== Short exercise ==
Write each line word for word, from the line that contains "Target: window shutter" through the last line of the material below.

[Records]
+---+
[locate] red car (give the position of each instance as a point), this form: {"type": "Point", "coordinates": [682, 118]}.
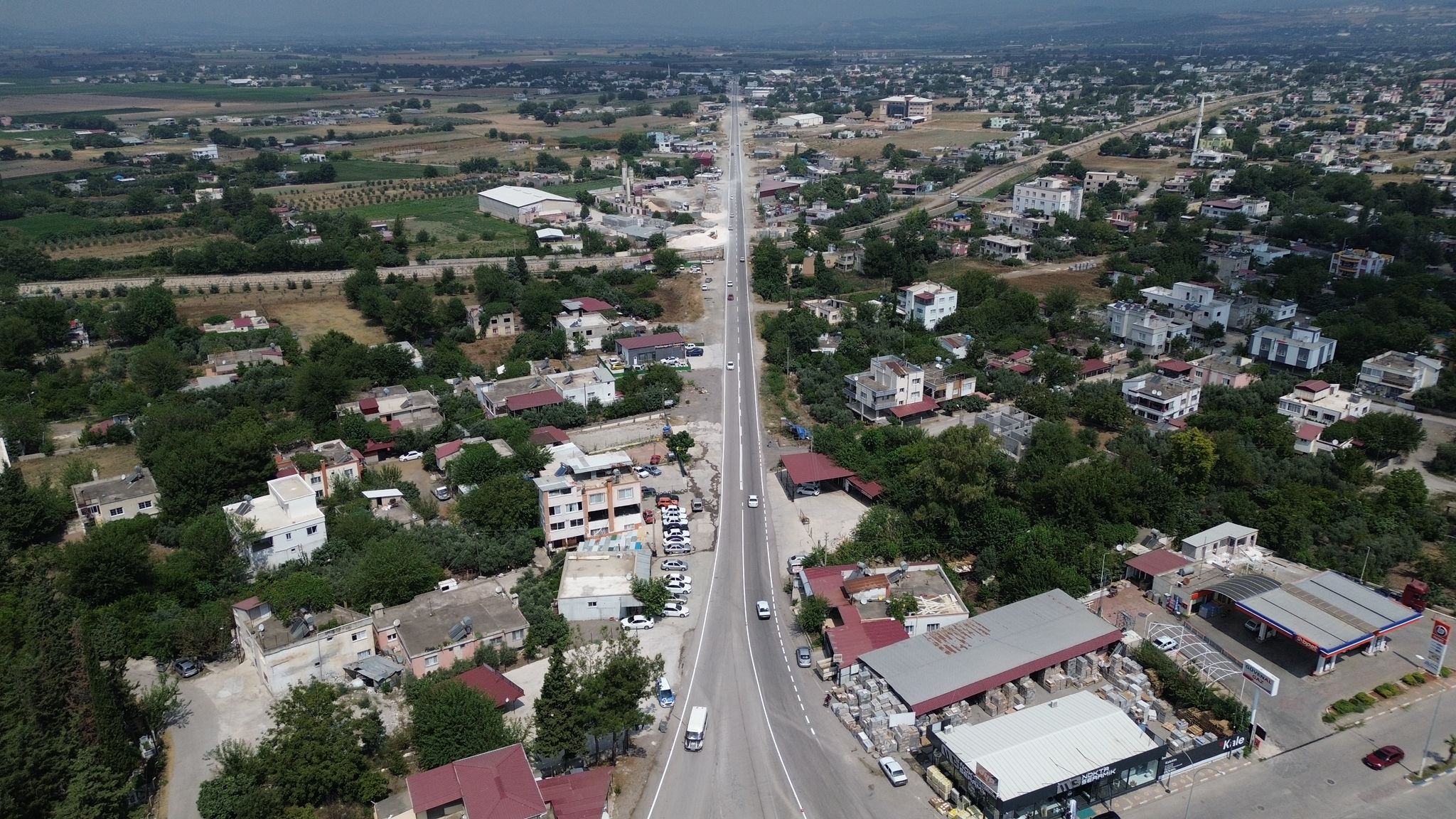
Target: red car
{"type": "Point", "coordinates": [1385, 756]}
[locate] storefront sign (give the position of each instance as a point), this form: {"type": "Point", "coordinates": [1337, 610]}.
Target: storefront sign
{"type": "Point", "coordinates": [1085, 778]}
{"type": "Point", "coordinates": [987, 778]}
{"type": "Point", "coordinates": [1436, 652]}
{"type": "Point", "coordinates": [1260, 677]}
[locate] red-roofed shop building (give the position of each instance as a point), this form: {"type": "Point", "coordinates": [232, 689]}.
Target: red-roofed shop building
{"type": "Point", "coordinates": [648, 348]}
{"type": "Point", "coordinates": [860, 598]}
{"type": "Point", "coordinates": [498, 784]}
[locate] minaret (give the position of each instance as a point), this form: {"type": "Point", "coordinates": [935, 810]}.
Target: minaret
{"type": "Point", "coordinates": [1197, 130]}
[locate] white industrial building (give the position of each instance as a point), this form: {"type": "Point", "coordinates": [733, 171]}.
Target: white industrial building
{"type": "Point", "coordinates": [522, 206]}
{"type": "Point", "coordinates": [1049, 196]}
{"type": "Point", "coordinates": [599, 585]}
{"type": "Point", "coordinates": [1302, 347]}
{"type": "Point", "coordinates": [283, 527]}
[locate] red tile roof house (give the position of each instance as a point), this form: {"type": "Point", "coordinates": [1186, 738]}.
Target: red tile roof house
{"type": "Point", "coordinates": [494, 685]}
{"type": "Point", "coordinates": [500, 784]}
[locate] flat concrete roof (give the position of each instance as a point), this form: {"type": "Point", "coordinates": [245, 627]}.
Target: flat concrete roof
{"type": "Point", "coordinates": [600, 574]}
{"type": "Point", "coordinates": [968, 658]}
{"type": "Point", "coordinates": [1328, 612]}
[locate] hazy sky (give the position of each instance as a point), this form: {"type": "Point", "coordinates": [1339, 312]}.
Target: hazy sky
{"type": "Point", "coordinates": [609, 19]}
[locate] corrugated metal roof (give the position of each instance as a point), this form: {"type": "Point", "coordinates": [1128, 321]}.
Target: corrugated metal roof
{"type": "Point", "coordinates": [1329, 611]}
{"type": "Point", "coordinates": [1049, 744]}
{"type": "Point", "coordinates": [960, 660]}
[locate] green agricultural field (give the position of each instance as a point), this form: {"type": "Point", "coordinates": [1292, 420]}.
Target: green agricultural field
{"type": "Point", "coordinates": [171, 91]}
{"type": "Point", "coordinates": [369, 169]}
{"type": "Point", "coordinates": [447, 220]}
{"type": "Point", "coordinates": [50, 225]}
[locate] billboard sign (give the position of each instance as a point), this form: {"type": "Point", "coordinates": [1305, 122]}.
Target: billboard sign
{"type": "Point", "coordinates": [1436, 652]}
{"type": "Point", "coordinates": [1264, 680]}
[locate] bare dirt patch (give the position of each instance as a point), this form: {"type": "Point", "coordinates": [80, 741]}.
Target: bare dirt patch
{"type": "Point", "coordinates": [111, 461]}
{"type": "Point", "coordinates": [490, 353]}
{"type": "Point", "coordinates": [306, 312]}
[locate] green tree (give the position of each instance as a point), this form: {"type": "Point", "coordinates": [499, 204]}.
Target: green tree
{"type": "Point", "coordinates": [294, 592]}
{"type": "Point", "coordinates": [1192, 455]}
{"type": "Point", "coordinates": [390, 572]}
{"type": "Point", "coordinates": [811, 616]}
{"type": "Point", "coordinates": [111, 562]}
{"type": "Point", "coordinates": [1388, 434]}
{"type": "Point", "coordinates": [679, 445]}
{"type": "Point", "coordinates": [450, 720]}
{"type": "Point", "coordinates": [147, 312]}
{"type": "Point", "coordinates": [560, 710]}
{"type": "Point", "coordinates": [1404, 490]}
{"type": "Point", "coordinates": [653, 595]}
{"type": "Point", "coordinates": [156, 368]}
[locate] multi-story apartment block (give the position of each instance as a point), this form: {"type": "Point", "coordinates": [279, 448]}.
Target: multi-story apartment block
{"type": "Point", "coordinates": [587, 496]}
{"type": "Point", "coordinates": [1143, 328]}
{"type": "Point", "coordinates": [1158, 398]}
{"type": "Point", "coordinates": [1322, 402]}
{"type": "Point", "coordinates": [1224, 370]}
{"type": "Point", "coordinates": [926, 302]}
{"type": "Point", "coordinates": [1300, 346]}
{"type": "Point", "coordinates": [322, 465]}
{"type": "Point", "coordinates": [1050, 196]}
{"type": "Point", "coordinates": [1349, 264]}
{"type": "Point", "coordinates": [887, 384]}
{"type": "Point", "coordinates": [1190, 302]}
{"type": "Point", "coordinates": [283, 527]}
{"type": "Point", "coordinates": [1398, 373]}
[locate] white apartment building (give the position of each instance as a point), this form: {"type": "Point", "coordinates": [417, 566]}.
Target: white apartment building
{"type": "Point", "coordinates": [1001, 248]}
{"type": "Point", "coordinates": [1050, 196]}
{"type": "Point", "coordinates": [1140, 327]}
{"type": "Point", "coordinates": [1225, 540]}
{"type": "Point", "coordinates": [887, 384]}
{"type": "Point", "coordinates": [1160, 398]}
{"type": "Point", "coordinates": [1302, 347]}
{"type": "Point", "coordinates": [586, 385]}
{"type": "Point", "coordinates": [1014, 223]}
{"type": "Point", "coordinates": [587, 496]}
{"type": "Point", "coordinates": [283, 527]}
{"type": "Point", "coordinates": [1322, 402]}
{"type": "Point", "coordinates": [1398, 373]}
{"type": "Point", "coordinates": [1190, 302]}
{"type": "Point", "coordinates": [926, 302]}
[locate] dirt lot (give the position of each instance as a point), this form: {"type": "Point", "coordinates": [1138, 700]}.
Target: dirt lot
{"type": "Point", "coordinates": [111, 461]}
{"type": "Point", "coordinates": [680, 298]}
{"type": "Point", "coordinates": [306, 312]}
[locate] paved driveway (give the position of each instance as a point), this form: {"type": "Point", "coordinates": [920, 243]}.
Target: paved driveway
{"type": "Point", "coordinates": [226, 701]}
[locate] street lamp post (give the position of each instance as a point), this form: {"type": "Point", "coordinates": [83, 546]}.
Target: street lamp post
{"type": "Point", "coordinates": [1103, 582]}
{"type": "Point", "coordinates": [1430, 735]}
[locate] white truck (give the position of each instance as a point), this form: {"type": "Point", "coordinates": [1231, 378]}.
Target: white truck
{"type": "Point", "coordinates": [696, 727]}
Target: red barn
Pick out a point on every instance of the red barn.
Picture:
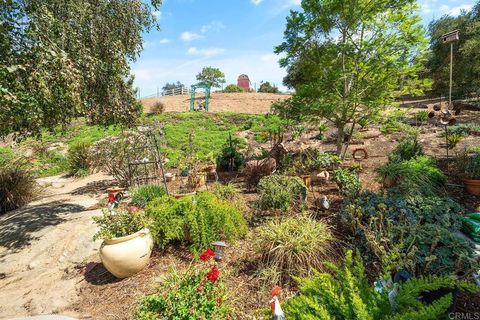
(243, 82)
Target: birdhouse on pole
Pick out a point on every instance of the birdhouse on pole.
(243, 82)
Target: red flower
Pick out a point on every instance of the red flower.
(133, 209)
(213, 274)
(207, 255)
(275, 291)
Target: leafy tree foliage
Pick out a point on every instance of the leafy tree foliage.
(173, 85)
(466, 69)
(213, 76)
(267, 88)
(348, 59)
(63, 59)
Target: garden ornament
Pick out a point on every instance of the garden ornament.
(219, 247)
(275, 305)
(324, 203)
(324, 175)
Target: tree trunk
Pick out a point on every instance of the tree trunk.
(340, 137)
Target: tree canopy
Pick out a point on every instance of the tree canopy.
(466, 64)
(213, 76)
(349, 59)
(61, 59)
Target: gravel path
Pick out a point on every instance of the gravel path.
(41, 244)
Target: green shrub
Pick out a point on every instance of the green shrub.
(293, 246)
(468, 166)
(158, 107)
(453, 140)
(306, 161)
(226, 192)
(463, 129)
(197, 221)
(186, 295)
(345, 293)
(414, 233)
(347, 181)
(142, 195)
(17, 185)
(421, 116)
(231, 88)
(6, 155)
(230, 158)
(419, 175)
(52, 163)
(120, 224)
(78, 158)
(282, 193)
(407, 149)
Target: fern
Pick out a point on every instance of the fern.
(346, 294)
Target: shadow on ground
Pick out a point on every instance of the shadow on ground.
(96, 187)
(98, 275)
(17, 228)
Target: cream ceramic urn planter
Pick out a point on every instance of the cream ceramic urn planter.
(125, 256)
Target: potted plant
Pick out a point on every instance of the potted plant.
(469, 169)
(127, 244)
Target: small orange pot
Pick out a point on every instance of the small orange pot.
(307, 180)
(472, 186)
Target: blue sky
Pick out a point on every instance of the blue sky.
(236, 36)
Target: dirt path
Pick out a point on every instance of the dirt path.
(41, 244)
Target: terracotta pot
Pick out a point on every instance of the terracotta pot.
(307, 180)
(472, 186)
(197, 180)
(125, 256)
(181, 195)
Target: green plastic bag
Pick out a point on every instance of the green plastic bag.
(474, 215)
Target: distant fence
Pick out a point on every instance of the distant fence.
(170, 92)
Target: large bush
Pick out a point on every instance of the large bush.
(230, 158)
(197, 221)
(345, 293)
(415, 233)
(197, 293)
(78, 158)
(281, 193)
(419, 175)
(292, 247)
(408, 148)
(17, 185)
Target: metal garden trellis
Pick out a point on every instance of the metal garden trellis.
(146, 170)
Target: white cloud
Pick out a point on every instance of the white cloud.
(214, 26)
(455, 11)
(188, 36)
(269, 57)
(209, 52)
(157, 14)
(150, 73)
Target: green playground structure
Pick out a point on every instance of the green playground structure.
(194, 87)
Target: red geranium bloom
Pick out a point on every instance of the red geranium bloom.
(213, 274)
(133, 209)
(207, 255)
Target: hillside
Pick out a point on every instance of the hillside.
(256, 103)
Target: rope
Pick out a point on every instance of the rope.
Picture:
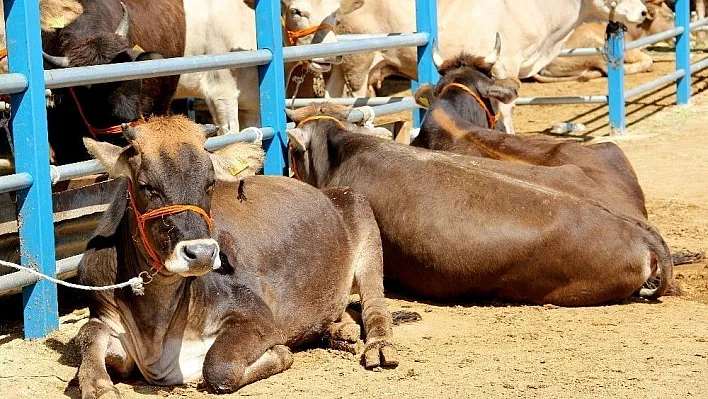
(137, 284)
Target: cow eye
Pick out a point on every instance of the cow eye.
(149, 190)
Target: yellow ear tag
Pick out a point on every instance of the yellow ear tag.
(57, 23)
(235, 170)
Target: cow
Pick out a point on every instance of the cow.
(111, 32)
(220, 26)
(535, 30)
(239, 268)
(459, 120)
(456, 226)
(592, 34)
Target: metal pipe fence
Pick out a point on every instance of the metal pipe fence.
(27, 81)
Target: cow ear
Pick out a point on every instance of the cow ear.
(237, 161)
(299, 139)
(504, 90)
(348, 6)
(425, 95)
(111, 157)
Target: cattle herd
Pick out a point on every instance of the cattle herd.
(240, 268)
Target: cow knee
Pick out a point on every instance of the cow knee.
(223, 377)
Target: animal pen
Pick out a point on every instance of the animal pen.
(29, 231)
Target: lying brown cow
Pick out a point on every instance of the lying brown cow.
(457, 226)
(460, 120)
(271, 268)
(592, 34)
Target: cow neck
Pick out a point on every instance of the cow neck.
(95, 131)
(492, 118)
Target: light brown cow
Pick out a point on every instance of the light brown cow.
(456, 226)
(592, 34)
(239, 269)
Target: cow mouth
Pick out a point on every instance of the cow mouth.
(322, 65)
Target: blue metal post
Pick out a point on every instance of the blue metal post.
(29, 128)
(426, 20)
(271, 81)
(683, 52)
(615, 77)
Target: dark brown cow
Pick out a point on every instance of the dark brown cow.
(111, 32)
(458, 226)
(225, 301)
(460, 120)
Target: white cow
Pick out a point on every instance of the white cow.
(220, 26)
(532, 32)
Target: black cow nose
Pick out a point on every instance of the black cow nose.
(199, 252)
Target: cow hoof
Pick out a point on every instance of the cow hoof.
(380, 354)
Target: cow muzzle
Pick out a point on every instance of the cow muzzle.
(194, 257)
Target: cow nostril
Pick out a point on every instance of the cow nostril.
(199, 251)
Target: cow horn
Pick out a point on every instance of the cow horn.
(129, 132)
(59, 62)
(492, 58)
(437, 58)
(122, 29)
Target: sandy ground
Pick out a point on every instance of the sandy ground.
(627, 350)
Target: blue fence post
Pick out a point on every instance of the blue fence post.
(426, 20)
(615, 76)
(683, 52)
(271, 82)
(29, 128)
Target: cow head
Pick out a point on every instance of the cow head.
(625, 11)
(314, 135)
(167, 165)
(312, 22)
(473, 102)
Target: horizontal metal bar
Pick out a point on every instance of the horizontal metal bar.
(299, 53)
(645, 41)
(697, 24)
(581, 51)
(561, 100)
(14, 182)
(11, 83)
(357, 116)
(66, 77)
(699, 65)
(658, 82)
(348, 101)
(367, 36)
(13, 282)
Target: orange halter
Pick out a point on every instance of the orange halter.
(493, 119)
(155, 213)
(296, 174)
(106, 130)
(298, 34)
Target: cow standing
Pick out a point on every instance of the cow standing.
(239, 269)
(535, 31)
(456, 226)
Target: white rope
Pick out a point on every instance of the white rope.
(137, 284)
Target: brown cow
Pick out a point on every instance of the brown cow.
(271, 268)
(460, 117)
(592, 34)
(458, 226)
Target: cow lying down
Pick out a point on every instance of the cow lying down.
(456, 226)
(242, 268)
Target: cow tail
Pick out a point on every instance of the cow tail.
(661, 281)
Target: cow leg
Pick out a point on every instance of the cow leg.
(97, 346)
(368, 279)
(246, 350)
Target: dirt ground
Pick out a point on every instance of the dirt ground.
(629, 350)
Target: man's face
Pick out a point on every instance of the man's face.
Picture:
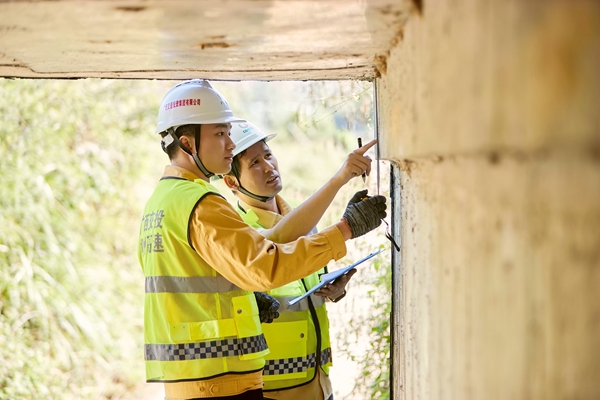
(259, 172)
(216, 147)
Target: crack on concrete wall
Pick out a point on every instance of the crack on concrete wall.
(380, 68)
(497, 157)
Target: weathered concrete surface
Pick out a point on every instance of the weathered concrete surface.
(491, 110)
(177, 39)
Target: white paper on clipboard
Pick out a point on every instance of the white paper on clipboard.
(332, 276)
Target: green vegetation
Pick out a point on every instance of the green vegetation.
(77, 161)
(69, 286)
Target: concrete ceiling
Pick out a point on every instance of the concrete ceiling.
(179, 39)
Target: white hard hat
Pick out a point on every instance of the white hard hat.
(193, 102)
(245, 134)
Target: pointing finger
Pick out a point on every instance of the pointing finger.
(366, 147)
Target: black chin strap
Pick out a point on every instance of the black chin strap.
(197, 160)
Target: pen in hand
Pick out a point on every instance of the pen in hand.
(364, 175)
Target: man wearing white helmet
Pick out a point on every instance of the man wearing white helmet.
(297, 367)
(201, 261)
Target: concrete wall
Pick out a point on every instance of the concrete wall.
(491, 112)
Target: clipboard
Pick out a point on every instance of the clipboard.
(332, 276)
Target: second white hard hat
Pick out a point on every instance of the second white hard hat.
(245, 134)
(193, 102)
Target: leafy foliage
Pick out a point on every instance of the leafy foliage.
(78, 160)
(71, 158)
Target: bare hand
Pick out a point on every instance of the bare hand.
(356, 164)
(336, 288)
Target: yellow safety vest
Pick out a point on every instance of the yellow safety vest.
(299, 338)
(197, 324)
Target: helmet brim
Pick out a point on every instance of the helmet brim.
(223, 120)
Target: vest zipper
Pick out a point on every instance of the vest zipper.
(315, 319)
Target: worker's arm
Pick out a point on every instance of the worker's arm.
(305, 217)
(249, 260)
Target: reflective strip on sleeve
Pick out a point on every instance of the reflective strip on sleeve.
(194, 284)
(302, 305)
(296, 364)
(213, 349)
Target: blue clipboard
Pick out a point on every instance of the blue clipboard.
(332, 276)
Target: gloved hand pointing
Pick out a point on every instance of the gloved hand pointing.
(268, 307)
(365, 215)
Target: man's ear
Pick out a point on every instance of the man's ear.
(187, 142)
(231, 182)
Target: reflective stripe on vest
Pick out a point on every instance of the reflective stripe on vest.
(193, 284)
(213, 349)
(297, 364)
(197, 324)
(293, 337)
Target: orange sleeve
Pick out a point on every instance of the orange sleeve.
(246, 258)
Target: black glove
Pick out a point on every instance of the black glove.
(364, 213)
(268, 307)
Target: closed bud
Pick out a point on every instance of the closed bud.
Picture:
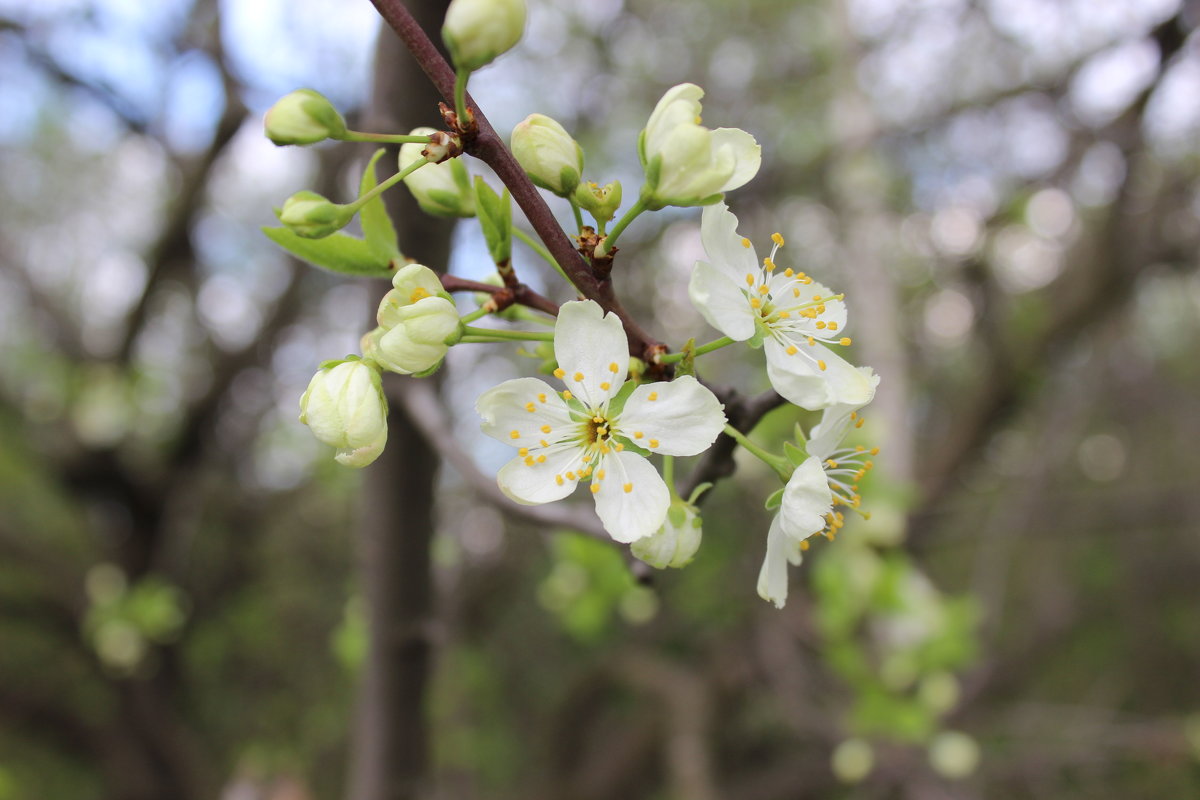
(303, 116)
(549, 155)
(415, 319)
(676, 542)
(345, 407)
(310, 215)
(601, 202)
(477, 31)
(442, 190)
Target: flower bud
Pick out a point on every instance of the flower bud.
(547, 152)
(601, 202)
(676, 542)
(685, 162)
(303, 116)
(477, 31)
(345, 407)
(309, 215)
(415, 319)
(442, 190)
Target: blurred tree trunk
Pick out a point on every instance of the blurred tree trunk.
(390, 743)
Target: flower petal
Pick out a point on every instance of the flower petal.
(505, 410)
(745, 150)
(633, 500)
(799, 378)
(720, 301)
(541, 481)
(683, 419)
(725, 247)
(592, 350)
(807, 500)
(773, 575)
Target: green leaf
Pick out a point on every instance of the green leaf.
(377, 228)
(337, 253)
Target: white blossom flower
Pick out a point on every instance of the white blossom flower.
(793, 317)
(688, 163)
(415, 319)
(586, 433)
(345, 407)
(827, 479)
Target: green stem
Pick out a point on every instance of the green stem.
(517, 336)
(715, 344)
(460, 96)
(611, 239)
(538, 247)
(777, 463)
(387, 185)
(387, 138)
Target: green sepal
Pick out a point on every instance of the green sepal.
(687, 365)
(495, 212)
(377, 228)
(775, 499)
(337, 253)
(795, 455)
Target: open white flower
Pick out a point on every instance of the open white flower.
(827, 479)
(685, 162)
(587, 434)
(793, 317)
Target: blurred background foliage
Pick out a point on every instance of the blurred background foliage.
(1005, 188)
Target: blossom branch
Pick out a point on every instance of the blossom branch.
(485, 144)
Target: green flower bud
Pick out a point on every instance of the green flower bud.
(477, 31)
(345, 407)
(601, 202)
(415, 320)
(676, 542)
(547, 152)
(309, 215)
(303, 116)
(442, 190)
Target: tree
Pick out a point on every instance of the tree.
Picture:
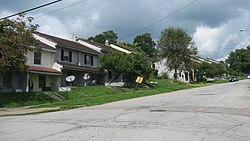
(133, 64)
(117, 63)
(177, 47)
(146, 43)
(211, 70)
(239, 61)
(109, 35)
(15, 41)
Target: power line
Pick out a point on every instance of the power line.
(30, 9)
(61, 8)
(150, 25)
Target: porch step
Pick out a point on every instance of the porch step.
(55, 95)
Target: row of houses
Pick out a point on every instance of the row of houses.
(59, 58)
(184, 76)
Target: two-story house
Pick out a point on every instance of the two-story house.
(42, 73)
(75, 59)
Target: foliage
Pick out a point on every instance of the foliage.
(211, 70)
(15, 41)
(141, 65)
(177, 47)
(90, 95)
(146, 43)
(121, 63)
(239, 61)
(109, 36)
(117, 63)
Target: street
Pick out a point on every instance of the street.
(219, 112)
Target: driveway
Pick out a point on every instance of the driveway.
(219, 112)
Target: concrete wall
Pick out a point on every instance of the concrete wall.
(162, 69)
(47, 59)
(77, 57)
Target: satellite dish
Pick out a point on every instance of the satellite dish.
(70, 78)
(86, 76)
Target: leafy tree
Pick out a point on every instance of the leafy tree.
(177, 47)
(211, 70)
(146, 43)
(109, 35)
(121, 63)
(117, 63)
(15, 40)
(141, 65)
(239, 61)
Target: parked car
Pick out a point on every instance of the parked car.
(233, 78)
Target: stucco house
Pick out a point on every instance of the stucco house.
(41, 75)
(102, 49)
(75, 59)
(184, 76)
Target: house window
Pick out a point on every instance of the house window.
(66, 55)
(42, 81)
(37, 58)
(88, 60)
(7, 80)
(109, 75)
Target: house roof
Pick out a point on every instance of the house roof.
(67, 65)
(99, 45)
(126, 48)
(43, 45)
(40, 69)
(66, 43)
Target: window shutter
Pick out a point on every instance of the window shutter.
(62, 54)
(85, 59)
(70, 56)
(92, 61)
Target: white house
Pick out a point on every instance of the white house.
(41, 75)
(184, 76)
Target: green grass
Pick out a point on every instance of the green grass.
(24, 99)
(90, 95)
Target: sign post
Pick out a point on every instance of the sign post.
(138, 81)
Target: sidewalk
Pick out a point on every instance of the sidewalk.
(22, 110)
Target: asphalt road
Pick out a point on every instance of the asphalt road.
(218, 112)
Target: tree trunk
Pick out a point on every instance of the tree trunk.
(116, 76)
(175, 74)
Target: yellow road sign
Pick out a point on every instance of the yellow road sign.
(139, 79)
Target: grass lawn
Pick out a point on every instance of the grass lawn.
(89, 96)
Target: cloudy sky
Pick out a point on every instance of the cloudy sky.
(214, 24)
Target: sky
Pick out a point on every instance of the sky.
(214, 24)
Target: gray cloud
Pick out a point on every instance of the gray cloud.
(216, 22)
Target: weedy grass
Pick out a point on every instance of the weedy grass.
+---+
== Completed task ==
Target: window shutter
Pick out a point on every instance of the window shutter.
(62, 54)
(85, 59)
(70, 56)
(92, 61)
Target: white house
Pick out a point on every instance of the white house.
(41, 75)
(184, 76)
Target: green grass
Pick out a point on every instance of the green grass.
(24, 99)
(90, 95)
Target: sign post
Pick out a point on every instance of the sign post.
(138, 81)
Target: sidewalk
Pick out a point on every instance of the sidewalk.
(22, 110)
Target: asphalt road
Pick out a point on every instance of the asphalt road.
(218, 112)
Target: tree trunk
Pick out a point on every instance of the tree trunk.
(116, 76)
(175, 74)
Target: yellow road sign
Pick out a point on every instance of the yellow road sign.
(139, 79)
Target: grass lawn
Pick out a point on every instance of the grass lawn.
(89, 96)
Target: cloudy sky
Pick out a point on every instance of the cloudy sky.
(214, 24)
Target: sky
Pick out a point on every instance of the sky.
(214, 24)
Target: gray cloud
Pick out a point on every instance of the gray cloud.
(216, 22)
Target: weedy grass
Pick out a point on every instance of the weedy grass.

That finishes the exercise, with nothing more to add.